Work to be completed | Below are lines of data, and only some are wanted. Please repeat exactly those from the line that has "Task: point at the cluster" through the line that has "Task: point at the farmhouse.".

[Natural-language object grounding data]

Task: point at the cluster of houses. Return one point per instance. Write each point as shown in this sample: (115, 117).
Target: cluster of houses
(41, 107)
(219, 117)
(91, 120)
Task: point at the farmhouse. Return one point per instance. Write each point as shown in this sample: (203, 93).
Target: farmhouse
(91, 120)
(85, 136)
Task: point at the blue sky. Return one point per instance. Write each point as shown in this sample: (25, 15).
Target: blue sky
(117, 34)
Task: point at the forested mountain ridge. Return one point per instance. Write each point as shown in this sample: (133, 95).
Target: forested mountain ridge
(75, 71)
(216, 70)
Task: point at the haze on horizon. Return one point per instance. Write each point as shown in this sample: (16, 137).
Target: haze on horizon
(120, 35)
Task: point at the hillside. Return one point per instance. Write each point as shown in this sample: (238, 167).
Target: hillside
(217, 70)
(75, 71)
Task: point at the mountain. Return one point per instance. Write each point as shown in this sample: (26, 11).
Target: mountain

--

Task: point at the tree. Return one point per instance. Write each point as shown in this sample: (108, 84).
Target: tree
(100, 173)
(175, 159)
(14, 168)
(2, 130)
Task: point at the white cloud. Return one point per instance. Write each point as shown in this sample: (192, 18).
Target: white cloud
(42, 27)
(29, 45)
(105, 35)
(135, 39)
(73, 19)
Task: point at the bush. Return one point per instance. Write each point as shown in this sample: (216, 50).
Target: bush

...

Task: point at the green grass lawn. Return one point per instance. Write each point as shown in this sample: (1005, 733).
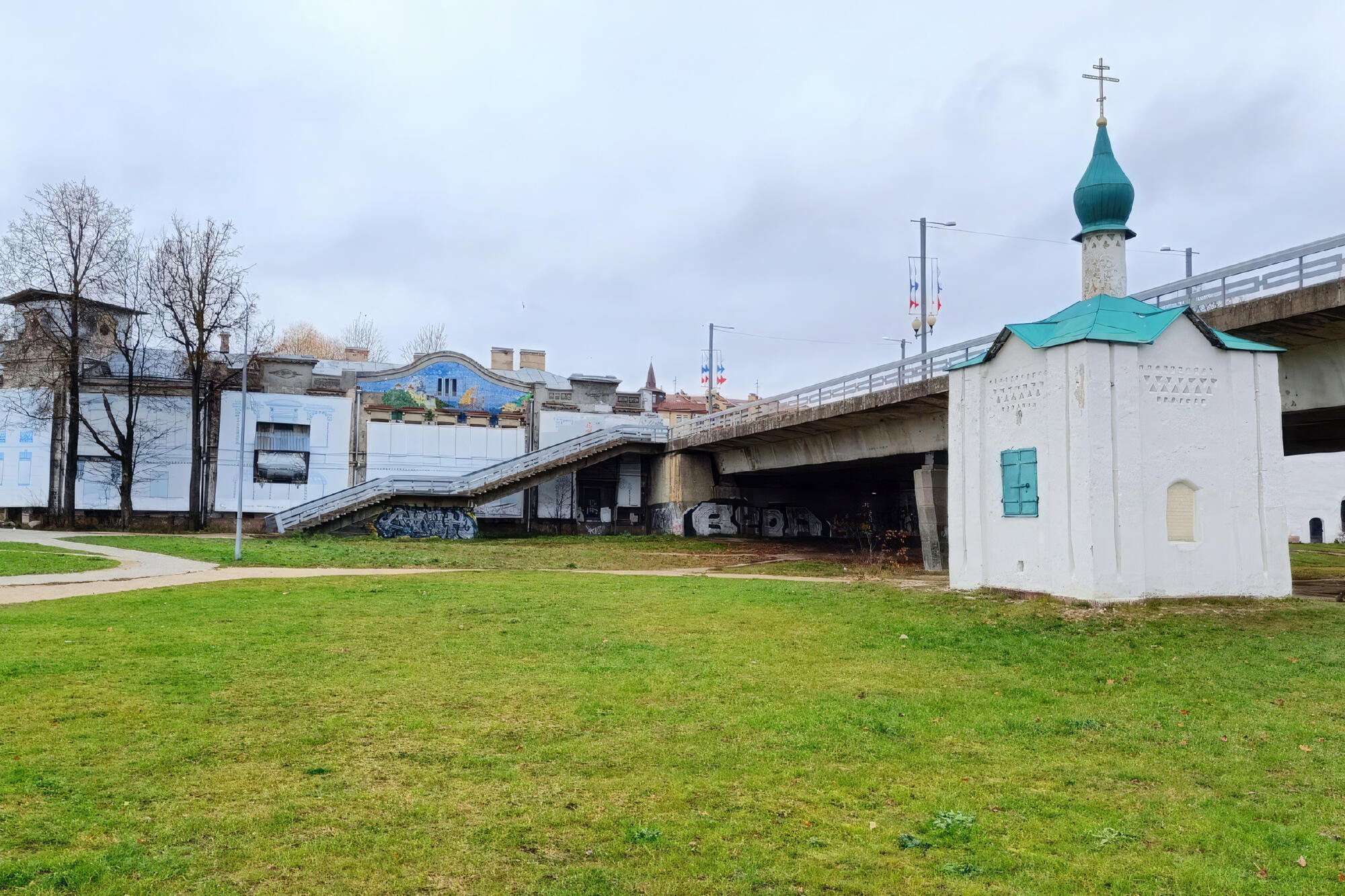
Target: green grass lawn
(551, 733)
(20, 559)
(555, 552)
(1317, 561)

Answer box |
Task: point at the cluster of houses. Return one point per instance. Write each point as shown in this sample: (115, 117).
Target: cluster of houses
(41, 107)
(219, 117)
(91, 120)
Task: point at the farmhouse. Return one point per instance. Write each point as shown in this sample: (203, 93).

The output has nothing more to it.